■ ACTIVITY
Go through the data line by line. Copy each one holding the string "window".
=== Begin Enclosure ===
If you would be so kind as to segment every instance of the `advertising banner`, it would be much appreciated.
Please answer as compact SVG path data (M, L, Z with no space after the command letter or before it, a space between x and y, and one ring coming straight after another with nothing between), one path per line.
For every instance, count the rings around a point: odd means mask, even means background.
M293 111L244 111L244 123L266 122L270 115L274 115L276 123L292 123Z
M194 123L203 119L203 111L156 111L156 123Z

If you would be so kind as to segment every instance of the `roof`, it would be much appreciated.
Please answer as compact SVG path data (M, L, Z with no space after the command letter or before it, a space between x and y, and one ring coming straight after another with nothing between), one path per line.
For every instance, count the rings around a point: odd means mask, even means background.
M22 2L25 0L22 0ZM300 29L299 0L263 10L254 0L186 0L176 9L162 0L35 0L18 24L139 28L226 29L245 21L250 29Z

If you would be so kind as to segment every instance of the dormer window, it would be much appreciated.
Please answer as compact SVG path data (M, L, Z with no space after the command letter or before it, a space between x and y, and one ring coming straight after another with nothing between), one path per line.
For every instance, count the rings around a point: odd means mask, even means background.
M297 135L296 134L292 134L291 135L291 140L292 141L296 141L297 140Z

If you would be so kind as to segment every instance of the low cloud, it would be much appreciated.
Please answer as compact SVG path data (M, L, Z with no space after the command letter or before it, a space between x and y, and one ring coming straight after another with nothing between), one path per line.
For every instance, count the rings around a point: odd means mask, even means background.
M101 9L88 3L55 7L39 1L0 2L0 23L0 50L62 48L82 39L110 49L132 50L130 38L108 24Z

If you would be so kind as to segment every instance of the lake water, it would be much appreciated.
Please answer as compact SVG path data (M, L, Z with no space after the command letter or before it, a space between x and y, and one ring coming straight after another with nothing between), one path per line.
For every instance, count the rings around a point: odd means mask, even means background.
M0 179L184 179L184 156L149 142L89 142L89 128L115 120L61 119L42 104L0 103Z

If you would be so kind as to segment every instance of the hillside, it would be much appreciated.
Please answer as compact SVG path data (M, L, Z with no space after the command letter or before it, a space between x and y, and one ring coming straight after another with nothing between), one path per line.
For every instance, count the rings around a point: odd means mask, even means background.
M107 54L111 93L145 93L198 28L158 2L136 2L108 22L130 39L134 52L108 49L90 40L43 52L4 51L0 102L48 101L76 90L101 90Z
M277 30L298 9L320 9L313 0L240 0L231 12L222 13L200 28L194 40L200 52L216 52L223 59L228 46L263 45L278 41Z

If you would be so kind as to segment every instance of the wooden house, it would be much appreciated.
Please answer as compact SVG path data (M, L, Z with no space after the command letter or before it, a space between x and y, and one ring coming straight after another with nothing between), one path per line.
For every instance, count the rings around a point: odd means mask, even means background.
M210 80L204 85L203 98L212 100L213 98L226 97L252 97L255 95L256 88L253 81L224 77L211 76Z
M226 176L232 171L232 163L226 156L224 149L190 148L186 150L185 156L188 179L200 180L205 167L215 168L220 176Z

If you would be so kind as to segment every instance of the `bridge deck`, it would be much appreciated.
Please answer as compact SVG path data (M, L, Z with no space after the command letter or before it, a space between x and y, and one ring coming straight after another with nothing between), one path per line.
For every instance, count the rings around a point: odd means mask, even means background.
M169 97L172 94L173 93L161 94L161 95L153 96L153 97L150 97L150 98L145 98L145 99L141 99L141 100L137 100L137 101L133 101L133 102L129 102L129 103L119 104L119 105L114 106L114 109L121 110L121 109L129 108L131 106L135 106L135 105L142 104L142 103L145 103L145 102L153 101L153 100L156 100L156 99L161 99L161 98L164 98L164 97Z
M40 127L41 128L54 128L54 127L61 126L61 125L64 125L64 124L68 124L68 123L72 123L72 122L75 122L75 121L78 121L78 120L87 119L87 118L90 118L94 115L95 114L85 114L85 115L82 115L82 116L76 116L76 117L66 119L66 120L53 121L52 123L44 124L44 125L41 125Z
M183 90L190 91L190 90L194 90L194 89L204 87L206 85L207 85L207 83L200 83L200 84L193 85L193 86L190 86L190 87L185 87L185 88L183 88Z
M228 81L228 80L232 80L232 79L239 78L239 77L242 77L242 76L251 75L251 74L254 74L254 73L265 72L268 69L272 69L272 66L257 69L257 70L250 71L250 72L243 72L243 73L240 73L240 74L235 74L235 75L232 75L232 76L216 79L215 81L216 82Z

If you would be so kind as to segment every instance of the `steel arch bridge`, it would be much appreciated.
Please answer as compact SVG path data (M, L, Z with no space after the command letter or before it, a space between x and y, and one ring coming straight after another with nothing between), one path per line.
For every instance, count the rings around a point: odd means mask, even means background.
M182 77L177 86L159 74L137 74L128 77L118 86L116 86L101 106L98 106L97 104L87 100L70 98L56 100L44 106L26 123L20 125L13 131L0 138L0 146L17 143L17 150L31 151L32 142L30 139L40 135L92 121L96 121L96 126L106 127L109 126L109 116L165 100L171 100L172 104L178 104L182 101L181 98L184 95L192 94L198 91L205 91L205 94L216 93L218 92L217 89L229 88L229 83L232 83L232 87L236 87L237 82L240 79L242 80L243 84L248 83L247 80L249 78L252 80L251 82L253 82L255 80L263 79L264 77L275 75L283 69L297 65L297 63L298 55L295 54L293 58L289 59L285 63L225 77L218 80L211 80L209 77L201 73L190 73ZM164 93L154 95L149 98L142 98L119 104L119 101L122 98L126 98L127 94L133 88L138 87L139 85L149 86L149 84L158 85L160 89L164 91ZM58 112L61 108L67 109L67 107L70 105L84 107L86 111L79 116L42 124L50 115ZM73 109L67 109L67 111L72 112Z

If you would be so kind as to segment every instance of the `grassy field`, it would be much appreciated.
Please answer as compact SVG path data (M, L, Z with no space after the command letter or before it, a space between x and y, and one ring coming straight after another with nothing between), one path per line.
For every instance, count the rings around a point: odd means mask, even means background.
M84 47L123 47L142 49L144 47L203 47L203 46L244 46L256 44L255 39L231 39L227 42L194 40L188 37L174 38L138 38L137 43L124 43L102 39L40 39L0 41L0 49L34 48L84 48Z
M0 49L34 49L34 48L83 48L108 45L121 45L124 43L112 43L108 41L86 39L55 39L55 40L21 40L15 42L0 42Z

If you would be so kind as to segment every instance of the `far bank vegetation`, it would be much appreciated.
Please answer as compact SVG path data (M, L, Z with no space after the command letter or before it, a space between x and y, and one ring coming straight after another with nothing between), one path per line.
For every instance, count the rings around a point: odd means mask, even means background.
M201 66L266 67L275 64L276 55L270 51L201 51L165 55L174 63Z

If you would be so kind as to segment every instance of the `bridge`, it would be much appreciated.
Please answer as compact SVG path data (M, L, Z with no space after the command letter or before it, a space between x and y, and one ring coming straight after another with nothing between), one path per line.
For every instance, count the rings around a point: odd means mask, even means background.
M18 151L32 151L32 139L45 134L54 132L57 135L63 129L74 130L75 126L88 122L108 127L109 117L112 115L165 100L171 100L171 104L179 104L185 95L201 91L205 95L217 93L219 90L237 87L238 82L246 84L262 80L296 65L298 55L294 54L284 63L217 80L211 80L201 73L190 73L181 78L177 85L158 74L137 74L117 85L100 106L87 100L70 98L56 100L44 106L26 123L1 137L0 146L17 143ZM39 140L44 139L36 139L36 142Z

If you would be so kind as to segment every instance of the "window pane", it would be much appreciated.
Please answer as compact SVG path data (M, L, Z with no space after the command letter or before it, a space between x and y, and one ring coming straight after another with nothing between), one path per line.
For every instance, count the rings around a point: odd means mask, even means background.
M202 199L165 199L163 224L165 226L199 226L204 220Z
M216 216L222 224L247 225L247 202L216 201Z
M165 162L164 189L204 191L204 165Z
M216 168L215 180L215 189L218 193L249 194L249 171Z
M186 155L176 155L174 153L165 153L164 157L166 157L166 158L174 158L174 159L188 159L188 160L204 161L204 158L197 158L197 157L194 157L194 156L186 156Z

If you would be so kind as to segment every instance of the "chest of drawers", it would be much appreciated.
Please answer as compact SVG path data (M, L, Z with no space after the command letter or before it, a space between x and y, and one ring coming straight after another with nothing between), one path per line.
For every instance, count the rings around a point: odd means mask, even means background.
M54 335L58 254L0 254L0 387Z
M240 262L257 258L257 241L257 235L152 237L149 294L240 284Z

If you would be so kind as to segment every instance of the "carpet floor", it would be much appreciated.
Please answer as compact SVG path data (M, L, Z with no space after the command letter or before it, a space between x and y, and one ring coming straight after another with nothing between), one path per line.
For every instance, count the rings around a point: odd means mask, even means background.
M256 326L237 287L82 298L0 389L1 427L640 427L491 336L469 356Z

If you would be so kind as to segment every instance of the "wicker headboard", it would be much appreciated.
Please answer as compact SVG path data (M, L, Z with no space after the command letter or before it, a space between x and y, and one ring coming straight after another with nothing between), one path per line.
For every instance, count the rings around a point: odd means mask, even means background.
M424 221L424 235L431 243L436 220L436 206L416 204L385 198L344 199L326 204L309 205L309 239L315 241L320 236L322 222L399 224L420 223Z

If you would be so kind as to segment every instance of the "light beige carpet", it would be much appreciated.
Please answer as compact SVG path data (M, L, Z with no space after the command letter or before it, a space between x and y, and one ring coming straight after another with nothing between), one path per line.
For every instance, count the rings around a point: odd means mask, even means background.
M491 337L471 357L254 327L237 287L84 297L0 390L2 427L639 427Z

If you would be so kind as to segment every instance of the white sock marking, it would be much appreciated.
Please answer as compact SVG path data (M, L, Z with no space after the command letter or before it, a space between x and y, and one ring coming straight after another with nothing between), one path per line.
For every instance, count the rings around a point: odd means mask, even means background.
=== End Enclosure ===
■ SOLVED EXERCISE
If you would be so kind as to segment every instance of the dormer window, it would be much appreciated.
If you would be so kind as to segment every instance of the "window pane", it would be much appreciated.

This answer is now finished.